■ Dataset records:
━━━━
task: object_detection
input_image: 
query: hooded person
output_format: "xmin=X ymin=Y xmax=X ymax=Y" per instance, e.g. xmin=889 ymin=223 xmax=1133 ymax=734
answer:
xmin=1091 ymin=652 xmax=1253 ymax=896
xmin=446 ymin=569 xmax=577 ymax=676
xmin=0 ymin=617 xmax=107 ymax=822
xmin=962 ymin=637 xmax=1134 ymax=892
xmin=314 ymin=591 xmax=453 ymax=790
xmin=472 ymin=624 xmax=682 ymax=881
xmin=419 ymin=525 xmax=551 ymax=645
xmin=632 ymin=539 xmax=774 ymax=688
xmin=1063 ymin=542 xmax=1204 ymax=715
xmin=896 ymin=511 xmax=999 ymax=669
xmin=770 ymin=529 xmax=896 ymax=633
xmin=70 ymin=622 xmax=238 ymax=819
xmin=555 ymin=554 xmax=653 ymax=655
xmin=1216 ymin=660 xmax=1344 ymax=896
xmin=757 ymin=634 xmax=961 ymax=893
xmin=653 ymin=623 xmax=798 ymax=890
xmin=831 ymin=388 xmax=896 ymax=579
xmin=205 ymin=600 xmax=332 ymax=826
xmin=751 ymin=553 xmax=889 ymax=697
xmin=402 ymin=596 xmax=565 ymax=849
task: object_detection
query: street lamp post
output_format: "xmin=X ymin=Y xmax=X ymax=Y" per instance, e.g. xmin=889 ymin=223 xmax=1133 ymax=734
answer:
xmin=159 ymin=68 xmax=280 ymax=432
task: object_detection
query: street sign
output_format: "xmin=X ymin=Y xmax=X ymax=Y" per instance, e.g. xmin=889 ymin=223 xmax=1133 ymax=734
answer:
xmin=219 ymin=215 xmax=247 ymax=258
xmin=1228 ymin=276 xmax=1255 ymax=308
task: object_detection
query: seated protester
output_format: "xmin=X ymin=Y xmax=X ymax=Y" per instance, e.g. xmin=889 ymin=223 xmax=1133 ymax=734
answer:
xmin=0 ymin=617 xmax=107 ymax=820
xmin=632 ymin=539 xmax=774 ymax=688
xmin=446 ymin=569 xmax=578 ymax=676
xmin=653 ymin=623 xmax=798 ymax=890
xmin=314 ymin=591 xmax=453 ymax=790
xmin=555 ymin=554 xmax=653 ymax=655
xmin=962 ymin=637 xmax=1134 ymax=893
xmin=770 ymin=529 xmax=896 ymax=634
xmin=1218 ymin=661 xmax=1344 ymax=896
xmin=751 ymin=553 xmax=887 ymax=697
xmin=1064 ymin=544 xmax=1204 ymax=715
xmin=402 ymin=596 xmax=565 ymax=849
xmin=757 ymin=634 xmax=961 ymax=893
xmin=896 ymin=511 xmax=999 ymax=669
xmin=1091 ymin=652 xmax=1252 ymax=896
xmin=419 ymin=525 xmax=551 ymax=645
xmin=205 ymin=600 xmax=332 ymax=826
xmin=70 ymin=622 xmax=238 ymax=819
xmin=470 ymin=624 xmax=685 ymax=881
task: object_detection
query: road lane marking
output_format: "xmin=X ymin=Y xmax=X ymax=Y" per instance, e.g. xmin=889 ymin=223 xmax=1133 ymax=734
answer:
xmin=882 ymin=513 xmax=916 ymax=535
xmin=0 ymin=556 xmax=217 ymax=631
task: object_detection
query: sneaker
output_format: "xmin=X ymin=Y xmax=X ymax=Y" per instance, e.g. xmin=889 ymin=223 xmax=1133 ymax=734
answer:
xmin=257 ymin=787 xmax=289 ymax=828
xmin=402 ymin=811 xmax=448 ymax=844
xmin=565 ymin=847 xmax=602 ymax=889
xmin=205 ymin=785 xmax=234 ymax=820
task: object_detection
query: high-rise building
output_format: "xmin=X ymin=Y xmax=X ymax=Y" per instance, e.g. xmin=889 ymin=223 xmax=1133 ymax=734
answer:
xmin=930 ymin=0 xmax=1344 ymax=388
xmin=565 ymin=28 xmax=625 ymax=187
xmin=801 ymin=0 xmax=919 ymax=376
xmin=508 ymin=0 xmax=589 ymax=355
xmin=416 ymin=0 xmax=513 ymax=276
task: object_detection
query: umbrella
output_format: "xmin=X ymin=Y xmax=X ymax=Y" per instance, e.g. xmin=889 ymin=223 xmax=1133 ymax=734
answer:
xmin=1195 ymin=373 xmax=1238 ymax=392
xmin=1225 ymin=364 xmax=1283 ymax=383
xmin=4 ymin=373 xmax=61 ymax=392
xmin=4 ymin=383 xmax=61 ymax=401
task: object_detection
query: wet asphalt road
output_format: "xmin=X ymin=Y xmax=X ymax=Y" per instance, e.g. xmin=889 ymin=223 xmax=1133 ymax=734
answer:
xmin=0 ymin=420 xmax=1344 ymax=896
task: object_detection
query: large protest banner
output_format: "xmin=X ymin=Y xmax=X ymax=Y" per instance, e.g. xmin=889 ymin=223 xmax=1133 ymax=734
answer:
━━━━
■ REQUIRED TASK:
Render the data from its start through the line containing "xmin=0 ymin=617 xmax=107 ymax=822" as a JSON list of strings, one string per line, leaving out blank lines.

■ WRITTEN SOLUTION:
[
  "task: object_detection",
  "input_image: ",
  "query: hooded person",
  "output_format: \"xmin=X ymin=Y xmax=X ymax=Y\" per instance, e.g. xmin=889 ymin=223 xmax=1133 ymax=734",
  "answer:",
  "xmin=1091 ymin=652 xmax=1253 ymax=896",
  "xmin=446 ymin=569 xmax=577 ymax=676",
  "xmin=0 ymin=617 xmax=107 ymax=822"
]